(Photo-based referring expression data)
= Beginning of Section =

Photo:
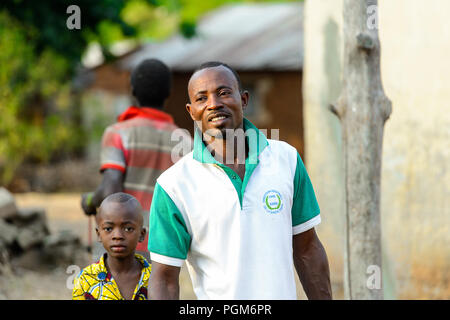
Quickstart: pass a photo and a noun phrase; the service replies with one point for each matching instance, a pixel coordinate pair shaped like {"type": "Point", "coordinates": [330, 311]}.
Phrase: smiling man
{"type": "Point", "coordinates": [242, 223]}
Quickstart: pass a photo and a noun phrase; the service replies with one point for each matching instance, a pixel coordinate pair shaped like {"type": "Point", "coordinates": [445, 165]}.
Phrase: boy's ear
{"type": "Point", "coordinates": [143, 233]}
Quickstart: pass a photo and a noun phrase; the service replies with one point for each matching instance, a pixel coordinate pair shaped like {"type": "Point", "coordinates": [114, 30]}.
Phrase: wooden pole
{"type": "Point", "coordinates": [362, 109]}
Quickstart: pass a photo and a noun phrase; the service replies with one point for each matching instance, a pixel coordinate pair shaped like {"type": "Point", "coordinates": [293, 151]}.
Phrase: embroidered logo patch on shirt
{"type": "Point", "coordinates": [273, 201]}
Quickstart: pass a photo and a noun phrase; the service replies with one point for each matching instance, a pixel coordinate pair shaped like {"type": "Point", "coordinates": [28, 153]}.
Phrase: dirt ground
{"type": "Point", "coordinates": [64, 213]}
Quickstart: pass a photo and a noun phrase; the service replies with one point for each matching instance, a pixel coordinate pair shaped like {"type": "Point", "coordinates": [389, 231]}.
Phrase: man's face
{"type": "Point", "coordinates": [119, 228]}
{"type": "Point", "coordinates": [216, 102]}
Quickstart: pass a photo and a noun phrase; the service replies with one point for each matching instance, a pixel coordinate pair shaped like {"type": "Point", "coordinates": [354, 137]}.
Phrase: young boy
{"type": "Point", "coordinates": [121, 274]}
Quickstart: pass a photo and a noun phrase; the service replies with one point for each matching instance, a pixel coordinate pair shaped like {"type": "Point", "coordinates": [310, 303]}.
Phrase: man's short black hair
{"type": "Point", "coordinates": [151, 83]}
{"type": "Point", "coordinates": [212, 64]}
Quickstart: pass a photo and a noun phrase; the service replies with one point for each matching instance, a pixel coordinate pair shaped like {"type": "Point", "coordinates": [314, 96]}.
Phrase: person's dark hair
{"type": "Point", "coordinates": [212, 64]}
{"type": "Point", "coordinates": [151, 83]}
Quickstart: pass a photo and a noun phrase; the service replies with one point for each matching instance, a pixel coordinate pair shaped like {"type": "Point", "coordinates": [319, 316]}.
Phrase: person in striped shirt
{"type": "Point", "coordinates": [137, 148]}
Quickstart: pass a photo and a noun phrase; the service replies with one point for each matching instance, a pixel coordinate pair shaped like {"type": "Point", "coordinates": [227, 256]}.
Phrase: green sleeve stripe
{"type": "Point", "coordinates": [304, 206]}
{"type": "Point", "coordinates": [168, 235]}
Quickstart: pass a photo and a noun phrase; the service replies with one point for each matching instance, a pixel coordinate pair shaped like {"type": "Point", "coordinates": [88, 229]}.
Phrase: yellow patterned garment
{"type": "Point", "coordinates": [95, 282]}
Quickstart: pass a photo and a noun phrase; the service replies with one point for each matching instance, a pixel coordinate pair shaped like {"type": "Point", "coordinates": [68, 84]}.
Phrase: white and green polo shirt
{"type": "Point", "coordinates": [236, 236]}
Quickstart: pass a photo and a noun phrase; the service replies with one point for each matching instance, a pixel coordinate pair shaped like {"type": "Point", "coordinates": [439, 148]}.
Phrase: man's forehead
{"type": "Point", "coordinates": [219, 75]}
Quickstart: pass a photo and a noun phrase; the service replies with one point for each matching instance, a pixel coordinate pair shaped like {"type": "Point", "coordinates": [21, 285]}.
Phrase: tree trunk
{"type": "Point", "coordinates": [362, 109]}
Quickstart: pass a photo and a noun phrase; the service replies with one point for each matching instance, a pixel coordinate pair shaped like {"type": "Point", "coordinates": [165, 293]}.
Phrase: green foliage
{"type": "Point", "coordinates": [39, 56]}
{"type": "Point", "coordinates": [49, 18]}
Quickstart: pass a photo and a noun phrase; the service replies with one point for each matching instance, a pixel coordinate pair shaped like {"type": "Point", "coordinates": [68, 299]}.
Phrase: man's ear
{"type": "Point", "coordinates": [244, 99]}
{"type": "Point", "coordinates": [143, 233]}
{"type": "Point", "coordinates": [98, 234]}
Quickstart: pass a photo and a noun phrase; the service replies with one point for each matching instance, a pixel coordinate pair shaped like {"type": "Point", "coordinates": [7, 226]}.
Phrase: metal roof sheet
{"type": "Point", "coordinates": [246, 36]}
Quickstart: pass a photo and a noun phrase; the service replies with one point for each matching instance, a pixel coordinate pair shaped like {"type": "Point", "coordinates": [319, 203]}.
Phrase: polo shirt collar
{"type": "Point", "coordinates": [256, 144]}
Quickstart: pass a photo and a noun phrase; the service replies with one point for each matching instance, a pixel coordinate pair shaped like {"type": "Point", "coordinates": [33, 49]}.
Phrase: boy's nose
{"type": "Point", "coordinates": [214, 102]}
{"type": "Point", "coordinates": [117, 234]}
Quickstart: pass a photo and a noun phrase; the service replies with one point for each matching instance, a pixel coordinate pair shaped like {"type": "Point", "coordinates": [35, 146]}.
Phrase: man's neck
{"type": "Point", "coordinates": [231, 150]}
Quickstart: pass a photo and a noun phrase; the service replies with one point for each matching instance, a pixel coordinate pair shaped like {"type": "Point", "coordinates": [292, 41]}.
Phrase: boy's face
{"type": "Point", "coordinates": [119, 228]}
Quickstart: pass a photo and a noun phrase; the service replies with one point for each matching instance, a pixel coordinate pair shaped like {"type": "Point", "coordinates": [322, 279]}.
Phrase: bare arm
{"type": "Point", "coordinates": [111, 183]}
{"type": "Point", "coordinates": [311, 263]}
{"type": "Point", "coordinates": [164, 282]}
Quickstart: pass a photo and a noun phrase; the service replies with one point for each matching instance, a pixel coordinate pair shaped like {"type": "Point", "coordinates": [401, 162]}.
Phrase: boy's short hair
{"type": "Point", "coordinates": [122, 198]}
{"type": "Point", "coordinates": [151, 82]}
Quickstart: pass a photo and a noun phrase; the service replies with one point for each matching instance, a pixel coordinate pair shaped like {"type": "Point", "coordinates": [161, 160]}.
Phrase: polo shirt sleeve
{"type": "Point", "coordinates": [112, 151]}
{"type": "Point", "coordinates": [169, 239]}
{"type": "Point", "coordinates": [305, 209]}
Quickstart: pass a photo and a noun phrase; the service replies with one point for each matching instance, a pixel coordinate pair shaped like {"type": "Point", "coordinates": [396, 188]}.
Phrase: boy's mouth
{"type": "Point", "coordinates": [118, 248]}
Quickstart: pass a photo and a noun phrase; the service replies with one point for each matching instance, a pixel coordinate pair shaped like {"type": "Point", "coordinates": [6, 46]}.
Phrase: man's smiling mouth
{"type": "Point", "coordinates": [218, 117]}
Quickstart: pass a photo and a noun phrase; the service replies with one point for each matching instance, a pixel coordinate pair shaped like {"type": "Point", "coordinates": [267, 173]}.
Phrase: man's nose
{"type": "Point", "coordinates": [117, 234]}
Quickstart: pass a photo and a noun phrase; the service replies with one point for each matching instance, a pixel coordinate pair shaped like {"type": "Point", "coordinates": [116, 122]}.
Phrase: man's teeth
{"type": "Point", "coordinates": [218, 118]}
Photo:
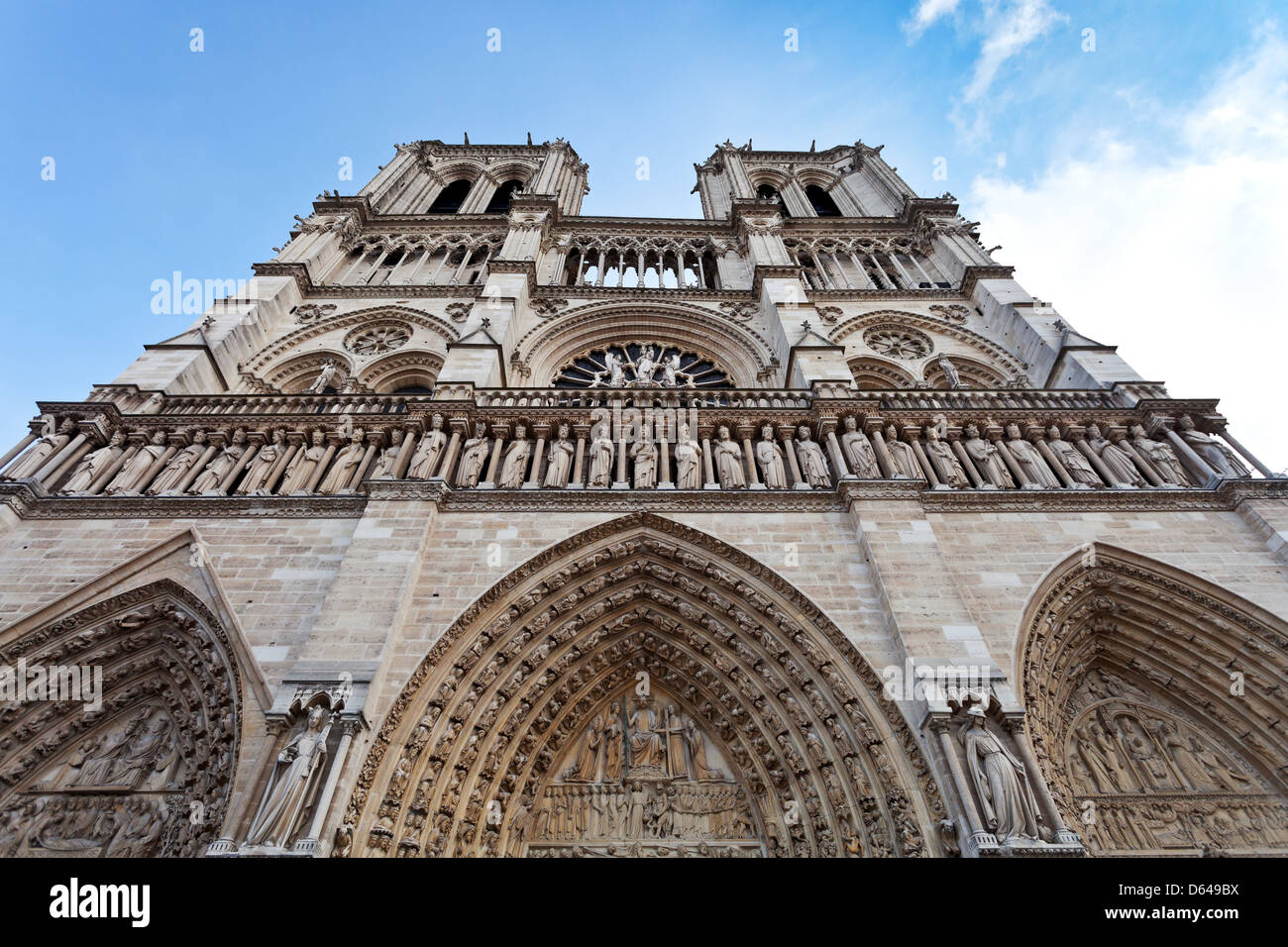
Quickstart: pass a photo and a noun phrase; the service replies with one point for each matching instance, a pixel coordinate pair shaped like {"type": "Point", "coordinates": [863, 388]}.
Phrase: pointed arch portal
{"type": "Point", "coordinates": [1158, 698]}
{"type": "Point", "coordinates": [643, 688]}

= End of Section =

Write out the records above once more, word for word, with no pictures.

Photo:
Quickstart: pass a photo and a noun phrase; the service replies with one point for each matching instance, a pixel coordinate pair shaped like {"type": "Point", "coordinates": [330, 311]}.
Phrase: smiling man
{"type": "Point", "coordinates": [242, 223]}
Quickstart: pass a photo and a noun phrase; the service replies with one point for each matching instance, a pixel coordinate pair shaped like {"type": "Point", "coordinates": [445, 165]}.
Phrase: boy's ear
{"type": "Point", "coordinates": [143, 233]}
Quickstart: pass a photo and a noun phrase; the service replies with one point for each matching instance, a pixel coordinate pair shaped like {"type": "Point", "coordinates": [114, 30]}.
Phrase: wooden pole
{"type": "Point", "coordinates": [362, 109]}
Quickstart: pass a photo and a noun phrase; the service replies with one point for each matching instance, a pixel coordinate pair shaped like {"type": "Point", "coordinates": [293, 151]}.
Phrase: embroidered logo patch on shirt
{"type": "Point", "coordinates": [273, 201]}
Quickstart: pass a photo and a noun phrase; the service replies with one point for each matching instance, a pixel coordinate pair shaped like {"type": "Point", "coordinates": [28, 153]}.
Phrase: dirt ground
{"type": "Point", "coordinates": [64, 213]}
Quickstart: pass a photo and a noun phrase; the service replies with one point for each matching instance, a pixel coordinate pair shaped like {"type": "Point", "coordinates": [389, 231]}.
Phrase: man's face
{"type": "Point", "coordinates": [119, 228]}
{"type": "Point", "coordinates": [216, 102]}
Quickstart: pass a photo and a noun phrase; the service replies with one point for each matching instance, a pixel coordinate pair shaped like {"type": "Point", "coordinates": [354, 137]}.
Phrase: young boy
{"type": "Point", "coordinates": [121, 274]}
Quickstart: pass a photo and a noun phrase; the service replies with one point for each matching instance, a pixel coordinate pair shaped like {"type": "Point", "coordinates": [310, 303]}.
Phrase: man's short black hair
{"type": "Point", "coordinates": [151, 83]}
{"type": "Point", "coordinates": [212, 64]}
Quickstart: pass a photo and a noun phrase; the service replies with one point for each matching instance, a pixel coordinate pair shaped like {"type": "Point", "coordinates": [314, 96]}.
Phrase: person's dark hair
{"type": "Point", "coordinates": [212, 64]}
{"type": "Point", "coordinates": [151, 83]}
Quickstart: pass a photo and a noun phrase; the service replies with one point for each matching instance, a pixel coordinate pair shaped like {"type": "Point", "coordinates": [319, 316]}.
Phrase: person in striped shirt
{"type": "Point", "coordinates": [137, 148]}
Quickstart: pass a photo and a noun phrase; the service replies with one point for each matching instance, a pixel coordinate pair shaped like {"type": "Point", "coordinates": [227, 256]}.
Phrase: green sleeve stripe
{"type": "Point", "coordinates": [304, 206]}
{"type": "Point", "coordinates": [168, 235]}
Quickstart: pass a photo and a noun phrase; the service replies with one point for each matching instance, a pixel coordinate pair shaped like {"type": "Point", "coordinates": [88, 229]}.
Phrase: yellow patterned garment
{"type": "Point", "coordinates": [95, 282]}
Quickstart: pass a photo and a noun phrase; the service replies with one point for each matching instance, a pixel coordinate pair shaped like {"type": "Point", "coordinates": [68, 84]}.
Phrase: white and green polo shirt
{"type": "Point", "coordinates": [236, 236]}
Quickstart: pass a photo and a noun phrase; the service replies with one point for each matching instance, a pixel coordinate pair shaped like {"type": "Point", "coordinates": [439, 148]}.
Phrase: man's forehead
{"type": "Point", "coordinates": [219, 75]}
Quickstart: pass a photo and a noun phrase; the service replies with one point for each matching instance, a pixel coordinate pair shaped like {"type": "Point", "coordinates": [21, 285]}.
Phrase: tree trunk
{"type": "Point", "coordinates": [362, 109]}
Quickstart: pass a photo and a noun phrase; the service replies with one point for each matching instance, a pixel coordinate pair shaped like {"type": "Point", "coordinates": [165, 293]}.
Phrase: green foliage
{"type": "Point", "coordinates": [39, 56]}
{"type": "Point", "coordinates": [49, 18]}
Quickstart: pass a photo and a noun phrase; the service replies with one point for each matching instance, a pixel coordinate pair shaped like {"type": "Point", "coordinates": [68, 299]}.
Phrase: man's ear
{"type": "Point", "coordinates": [244, 99]}
{"type": "Point", "coordinates": [143, 233]}
{"type": "Point", "coordinates": [98, 234]}
Quickstart: pass a photo and a noun phrase; the service replies with one point for each matching instance, a pixel coordinate pair shaped like {"type": "Point", "coordinates": [7, 226]}.
Phrase: metal roof sheet
{"type": "Point", "coordinates": [246, 36]}
Quickstart: pass a photo and a noun phrase; the service replies with one point for each matching instance, a pixel coordinate pair shaped like {"type": "Point", "coordinates": [319, 203]}.
Phrase: polo shirt collar
{"type": "Point", "coordinates": [256, 144]}
Quickstart: pass a photo and a noun phrase; the service replies with one point for each matching instance, a pixel coordinate pair shaped like {"type": "Point", "coordinates": [33, 49]}.
Phrase: boy's nose
{"type": "Point", "coordinates": [214, 102]}
{"type": "Point", "coordinates": [117, 234]}
Quickstart: pass a photo and a noun phrase; the service replies with one point for each matching instance, a pixel coordinate pair shaped like {"type": "Point", "coordinates": [35, 146]}.
Phrase: man's neck
{"type": "Point", "coordinates": [231, 150]}
Quickstart: pass a photo and a noun phrase; the service replies with one point for each matching instance, a pixel coordinate pair shaped like {"type": "Point", "coordinates": [292, 41]}.
Phrase: boy's face
{"type": "Point", "coordinates": [119, 228]}
Quickstart: pass a photo and a noun phrase; the service replies with one point for each matching instance, a pixel coordinate pair shaped like {"type": "Point", "coordinates": [322, 279]}.
Phrase: bare arm
{"type": "Point", "coordinates": [111, 183]}
{"type": "Point", "coordinates": [311, 263]}
{"type": "Point", "coordinates": [164, 282]}
Quickstart: pass a photo and a noun phrase; the service replies with one point for each matching instance, a pixel coordinate pair shaped like {"type": "Point", "coordinates": [401, 162]}.
Phrase: boy's short hair
{"type": "Point", "coordinates": [122, 198]}
{"type": "Point", "coordinates": [151, 82]}
Quickstart: pass a photo and a noun phrase; the service replies with one point for each matching instance, a pixel coordinate pair shaped like {"type": "Point", "coordinates": [161, 160]}.
Phrase: polo shirt sleeve
{"type": "Point", "coordinates": [112, 151]}
{"type": "Point", "coordinates": [169, 239]}
{"type": "Point", "coordinates": [305, 209]}
Quickstart: pass a photo and a noun phrase; the service replies with one point for each matching instance, a pixel coordinate pair shaped like {"type": "Point", "coordinates": [396, 188]}.
Phrase: boy's mouth
{"type": "Point", "coordinates": [118, 248]}
Quickstart: pass a photo and a noun phrase; the service replies with one point for each matching instance, a pixel coordinate pair shaped like {"type": "Point", "coordinates": [6, 46]}.
Phrase: man's smiling mouth
{"type": "Point", "coordinates": [218, 117]}
Quickstart: pass a photo and a noun phrase; the service replies with one point for each matching instance, a pixel coordinate pair shaped like {"type": "Point", "coordinates": [267, 173]}.
Phrase: man's nose
{"type": "Point", "coordinates": [117, 234]}
Quickstart: pass a photo and a noun phrase; the service replies with one point for each matching instance, a pixel coordinate pair shaped like {"type": "Point", "coordinates": [116, 122]}.
Phrase: man's teeth
{"type": "Point", "coordinates": [218, 118]}
Photo:
Quickstart: pass a photo and a noun phrase; the service replies with one point for each matching instance, a pixel coordinate pair shaped like {"type": "Point", "coordinates": [863, 388]}.
Phrase: pointed arch portal
{"type": "Point", "coordinates": [1158, 698]}
{"type": "Point", "coordinates": [643, 688]}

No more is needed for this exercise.